* **Records shown**:
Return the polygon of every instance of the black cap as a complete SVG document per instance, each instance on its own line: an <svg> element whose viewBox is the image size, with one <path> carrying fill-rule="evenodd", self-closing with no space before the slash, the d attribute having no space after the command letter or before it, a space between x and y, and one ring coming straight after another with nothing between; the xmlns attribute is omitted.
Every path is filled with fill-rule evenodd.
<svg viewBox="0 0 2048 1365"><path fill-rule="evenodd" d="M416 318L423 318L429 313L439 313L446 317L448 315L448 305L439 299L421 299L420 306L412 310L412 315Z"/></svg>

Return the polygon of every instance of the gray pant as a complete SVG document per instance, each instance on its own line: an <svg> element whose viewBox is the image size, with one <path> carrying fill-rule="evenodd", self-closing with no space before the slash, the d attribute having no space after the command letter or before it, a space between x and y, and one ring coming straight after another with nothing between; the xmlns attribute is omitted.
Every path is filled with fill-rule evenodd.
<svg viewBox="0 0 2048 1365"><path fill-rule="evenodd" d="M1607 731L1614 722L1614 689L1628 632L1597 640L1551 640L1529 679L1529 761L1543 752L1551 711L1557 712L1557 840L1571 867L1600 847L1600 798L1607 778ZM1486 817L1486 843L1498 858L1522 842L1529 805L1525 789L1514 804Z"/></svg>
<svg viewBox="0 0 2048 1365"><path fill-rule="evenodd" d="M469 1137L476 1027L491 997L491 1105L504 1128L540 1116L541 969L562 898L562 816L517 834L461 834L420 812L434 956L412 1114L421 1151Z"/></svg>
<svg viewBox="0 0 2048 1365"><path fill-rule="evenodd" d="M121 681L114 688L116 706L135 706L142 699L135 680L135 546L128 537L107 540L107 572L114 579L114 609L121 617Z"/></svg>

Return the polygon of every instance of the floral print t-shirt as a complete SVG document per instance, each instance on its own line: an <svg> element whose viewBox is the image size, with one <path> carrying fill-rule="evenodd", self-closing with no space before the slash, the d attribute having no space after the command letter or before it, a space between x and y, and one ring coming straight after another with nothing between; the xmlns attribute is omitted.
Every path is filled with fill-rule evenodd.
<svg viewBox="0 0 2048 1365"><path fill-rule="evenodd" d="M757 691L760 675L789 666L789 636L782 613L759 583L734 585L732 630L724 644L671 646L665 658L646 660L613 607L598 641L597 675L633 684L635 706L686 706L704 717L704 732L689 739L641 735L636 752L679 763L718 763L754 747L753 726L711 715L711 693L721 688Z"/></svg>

* **Task to complete**:
Repeat the whole listing, keeping every word exact.

* **Response for this exercise**:
Return the polygon of every instance of the black cap as a complete SVG document per instance, each instance on its own line: an <svg> element whose viewBox is the image size, with one <path> carrying fill-rule="evenodd", self-closing with no space before the slash, the d attribute having no space after the command letter or before it, a space between x and y, and one ring coming straight after another with nothing between; the xmlns attribute is omitted.
Every path is filled with fill-rule evenodd.
<svg viewBox="0 0 2048 1365"><path fill-rule="evenodd" d="M416 318L423 318L429 313L439 313L446 317L448 315L448 305L439 299L421 299L420 306L412 310L412 315Z"/></svg>

Return the polygon of every instance of the gray pant as a complete SVG document per instance, each instance on its own line: an <svg> element whose viewBox is the image size, with one <path> carrying fill-rule="evenodd", self-closing with no space before the slash, the d attribute having no space after the command letter or before it, a space between x and y, and one ring coming straight after another with nothing between; the xmlns attribute is omitted.
Every path is filled with fill-rule evenodd.
<svg viewBox="0 0 2048 1365"><path fill-rule="evenodd" d="M1607 731L1614 722L1614 689L1628 632L1597 640L1551 640L1529 679L1529 761L1543 752L1551 711L1557 712L1557 840L1571 867L1600 847L1600 798L1607 778ZM1486 817L1486 843L1498 858L1522 842L1529 805L1525 789L1514 804Z"/></svg>
<svg viewBox="0 0 2048 1365"><path fill-rule="evenodd" d="M469 1137L476 1027L491 997L491 1105L504 1128L540 1116L541 969L562 898L562 816L517 834L461 834L420 812L434 956L412 1114L421 1151Z"/></svg>
<svg viewBox="0 0 2048 1365"><path fill-rule="evenodd" d="M121 681L114 688L116 706L135 706L142 699L135 680L135 546L128 537L107 540L107 572L114 579L114 609L121 617Z"/></svg>

Return the polygon of every instance of the floral print t-shirt as a complete SVG document per instance, each instance on its own line: an <svg> element whose viewBox is the image size, with one <path> carrying fill-rule="evenodd", self-closing with no space before the slash, the d attribute having no space after the command letter or before it, a space between x and y, and one ring coming straight after another with nothing between; the xmlns attribute is omitted.
Every path is filled with fill-rule evenodd.
<svg viewBox="0 0 2048 1365"><path fill-rule="evenodd" d="M757 691L760 675L789 666L789 636L782 613L759 583L734 585L732 630L724 644L671 646L665 658L646 660L613 607L598 641L597 675L633 684L635 706L686 706L704 717L704 732L689 739L641 735L636 752L679 763L718 763L754 747L753 726L711 715L711 693L721 688Z"/></svg>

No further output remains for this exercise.